- [短い問題 a]: 携帯電話の契約数に関する記事によると、イー・モバイルが携帯電話市場に参入したのはいつですか。

- [引用文]:

---------------

11月17日19時7分配信 Business Media 誠
11月10日、電気通信事業者協会(TCA)が2008年10月の携帯電話契約数を発表した。詳しくはニュース記事に譲るが、純増数(※)1位はソフトバンクモバイル。ひと頃より勢いは落ちたものの、それでも純増首位記録を連続18カ月に伸ばしている。一方で、NTTドコモとKDDI (au)の大手2社は、コンシューマを中心とした純新規市場の飽和と、冬商戦前の買い控え期であったこともあり、新規契約の伸びが低迷。ドコモが4位、 KDDIが3位という結果となっている。とはいえ、ドコモやKDDIの大手2社は、すでに多くの契約者と稼働シェアを確保しているため、重要なのは毎月の純増数/純増シェアよりも、解約率の低減の方だ。その点で見ると、ドコモの解約率は「過去最低の水準」(NTTドコモ)であり、キャリアとしての競争力はむしろ高くなっていると言える。
各キャリアの市場競争において、ここにきて著しい成長が見られるのが、新興キャリアである「イー・モバイル」である。同社は2007年3月に携帯電話市場に参入。データ通信分野を中心に成長し、10月の純増数ではソフトバンクモバイルに食らいつく純増シェア2位となった。同社がいまだサービスエリア拡大中であることを考えると、これは十分に快挙と言えるだろう。
●今後の成長が期待できる「2台目市場」で競争力
なぜ、イー・モバイルはこれほど早期に“成長軌道”に乗ることができたのか。

---------------

- [与えられた記録]:
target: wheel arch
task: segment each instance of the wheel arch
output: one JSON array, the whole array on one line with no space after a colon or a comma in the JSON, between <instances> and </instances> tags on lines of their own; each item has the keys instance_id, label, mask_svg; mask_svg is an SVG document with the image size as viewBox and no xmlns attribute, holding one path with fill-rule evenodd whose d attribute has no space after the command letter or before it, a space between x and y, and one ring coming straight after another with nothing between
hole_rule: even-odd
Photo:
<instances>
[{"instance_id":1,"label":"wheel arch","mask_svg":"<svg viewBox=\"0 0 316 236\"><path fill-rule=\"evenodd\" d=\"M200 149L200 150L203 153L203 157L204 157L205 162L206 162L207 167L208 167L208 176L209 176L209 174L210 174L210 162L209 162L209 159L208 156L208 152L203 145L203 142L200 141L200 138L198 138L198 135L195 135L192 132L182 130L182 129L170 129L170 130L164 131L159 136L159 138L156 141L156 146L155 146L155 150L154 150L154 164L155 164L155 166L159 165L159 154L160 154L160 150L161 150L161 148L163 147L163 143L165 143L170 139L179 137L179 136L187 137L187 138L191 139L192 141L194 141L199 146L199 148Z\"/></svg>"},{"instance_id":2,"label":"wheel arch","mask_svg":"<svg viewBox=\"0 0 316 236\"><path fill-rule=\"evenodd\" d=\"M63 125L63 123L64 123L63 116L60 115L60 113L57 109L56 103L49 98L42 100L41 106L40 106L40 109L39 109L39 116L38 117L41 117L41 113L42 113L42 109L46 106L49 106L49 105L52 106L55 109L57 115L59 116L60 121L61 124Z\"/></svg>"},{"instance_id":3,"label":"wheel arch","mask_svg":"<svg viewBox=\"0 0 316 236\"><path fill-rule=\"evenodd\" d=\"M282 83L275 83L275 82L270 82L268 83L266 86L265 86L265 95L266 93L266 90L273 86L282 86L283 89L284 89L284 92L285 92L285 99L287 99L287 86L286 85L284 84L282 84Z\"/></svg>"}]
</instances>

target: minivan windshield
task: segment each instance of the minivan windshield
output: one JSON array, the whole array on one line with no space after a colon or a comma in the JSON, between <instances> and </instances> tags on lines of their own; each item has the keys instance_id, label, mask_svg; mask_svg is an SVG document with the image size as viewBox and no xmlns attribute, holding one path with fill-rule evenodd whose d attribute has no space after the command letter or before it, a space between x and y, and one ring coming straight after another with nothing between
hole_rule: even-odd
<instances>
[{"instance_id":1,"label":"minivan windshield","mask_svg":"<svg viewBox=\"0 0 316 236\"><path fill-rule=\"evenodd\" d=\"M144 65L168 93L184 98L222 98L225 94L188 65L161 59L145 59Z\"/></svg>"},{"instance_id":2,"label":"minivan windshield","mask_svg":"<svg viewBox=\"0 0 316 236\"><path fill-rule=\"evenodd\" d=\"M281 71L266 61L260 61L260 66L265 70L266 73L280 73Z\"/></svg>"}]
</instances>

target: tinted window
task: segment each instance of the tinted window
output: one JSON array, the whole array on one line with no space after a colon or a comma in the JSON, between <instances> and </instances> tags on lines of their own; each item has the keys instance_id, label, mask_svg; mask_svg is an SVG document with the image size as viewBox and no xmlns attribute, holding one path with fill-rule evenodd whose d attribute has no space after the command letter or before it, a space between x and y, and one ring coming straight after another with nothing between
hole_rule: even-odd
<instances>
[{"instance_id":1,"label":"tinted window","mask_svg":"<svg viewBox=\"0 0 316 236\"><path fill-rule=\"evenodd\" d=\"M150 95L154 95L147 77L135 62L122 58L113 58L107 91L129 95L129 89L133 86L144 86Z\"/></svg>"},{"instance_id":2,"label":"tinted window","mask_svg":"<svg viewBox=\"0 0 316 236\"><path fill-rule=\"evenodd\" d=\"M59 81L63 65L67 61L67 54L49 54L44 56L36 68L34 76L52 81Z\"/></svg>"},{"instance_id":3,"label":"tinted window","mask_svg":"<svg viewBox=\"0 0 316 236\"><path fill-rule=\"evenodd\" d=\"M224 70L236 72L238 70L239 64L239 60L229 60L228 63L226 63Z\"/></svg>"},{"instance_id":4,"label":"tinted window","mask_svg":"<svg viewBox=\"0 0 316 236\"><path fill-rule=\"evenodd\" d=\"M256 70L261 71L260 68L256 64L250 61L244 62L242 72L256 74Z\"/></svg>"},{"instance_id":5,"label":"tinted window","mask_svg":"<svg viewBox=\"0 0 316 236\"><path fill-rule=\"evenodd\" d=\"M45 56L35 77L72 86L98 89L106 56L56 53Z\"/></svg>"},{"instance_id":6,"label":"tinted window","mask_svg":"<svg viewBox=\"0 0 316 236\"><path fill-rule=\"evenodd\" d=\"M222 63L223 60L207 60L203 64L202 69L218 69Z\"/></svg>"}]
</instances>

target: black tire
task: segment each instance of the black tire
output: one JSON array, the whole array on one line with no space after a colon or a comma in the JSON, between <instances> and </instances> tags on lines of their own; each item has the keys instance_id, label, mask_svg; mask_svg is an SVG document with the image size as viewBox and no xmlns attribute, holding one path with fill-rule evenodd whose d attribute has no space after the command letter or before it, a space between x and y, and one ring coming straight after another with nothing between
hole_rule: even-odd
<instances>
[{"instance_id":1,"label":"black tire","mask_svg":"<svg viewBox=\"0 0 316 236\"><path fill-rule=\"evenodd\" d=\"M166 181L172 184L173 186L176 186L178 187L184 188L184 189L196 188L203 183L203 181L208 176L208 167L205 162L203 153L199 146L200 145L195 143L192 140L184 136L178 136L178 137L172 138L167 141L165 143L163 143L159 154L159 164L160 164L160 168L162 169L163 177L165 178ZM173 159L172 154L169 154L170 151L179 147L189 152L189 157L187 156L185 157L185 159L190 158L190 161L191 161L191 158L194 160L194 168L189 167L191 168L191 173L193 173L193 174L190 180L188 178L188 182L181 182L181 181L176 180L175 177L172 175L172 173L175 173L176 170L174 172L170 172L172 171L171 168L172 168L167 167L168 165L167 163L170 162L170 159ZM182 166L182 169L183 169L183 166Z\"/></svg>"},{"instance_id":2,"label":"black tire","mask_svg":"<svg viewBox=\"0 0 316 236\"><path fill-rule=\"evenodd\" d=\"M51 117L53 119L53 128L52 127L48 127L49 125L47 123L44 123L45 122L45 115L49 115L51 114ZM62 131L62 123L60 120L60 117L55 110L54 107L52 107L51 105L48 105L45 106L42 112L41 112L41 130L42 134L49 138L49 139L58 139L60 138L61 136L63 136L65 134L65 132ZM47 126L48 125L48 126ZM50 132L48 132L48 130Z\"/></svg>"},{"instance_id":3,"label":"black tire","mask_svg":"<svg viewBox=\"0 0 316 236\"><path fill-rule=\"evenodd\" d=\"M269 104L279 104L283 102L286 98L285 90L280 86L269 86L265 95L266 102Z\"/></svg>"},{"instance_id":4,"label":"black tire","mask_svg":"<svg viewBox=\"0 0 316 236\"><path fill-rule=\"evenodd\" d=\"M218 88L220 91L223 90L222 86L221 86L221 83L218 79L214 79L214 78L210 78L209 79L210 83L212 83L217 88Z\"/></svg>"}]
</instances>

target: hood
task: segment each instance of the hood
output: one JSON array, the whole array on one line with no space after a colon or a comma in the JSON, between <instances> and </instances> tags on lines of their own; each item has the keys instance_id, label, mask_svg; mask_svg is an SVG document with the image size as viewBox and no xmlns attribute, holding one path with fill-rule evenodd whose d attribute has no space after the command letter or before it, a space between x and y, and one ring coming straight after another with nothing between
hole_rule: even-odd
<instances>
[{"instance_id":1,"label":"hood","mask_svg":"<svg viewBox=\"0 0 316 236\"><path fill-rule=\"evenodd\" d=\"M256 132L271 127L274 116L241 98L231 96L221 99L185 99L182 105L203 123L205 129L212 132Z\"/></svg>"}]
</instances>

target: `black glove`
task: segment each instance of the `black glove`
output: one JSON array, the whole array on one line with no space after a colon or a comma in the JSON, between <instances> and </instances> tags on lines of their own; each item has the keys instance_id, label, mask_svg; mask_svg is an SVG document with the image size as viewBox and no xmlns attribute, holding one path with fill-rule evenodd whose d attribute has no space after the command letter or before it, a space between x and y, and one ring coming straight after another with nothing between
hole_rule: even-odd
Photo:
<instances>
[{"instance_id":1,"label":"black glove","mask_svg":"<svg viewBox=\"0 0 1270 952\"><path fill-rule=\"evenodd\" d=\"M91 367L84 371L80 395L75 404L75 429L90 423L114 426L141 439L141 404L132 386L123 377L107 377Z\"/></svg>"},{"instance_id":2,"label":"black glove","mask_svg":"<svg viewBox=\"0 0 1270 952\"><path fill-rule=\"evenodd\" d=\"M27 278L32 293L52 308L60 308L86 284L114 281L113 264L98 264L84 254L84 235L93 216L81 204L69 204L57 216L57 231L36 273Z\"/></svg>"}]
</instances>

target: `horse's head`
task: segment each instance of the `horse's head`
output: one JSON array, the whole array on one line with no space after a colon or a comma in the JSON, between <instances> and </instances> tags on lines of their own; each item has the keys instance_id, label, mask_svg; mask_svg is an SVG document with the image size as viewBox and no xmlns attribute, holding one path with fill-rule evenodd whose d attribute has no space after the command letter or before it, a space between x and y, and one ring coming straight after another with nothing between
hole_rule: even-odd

---------------

- [短い問題 b]: 記録のうち、「target: black tire」を含む行から「task: segment each instance of the black tire」を含む行までを、両端の行も含めて一字一句そのまま繰り返してください。

- [正解 a]: 2007年3月です。

- [正解 b]:
target: black tire
task: segment each instance of the black tire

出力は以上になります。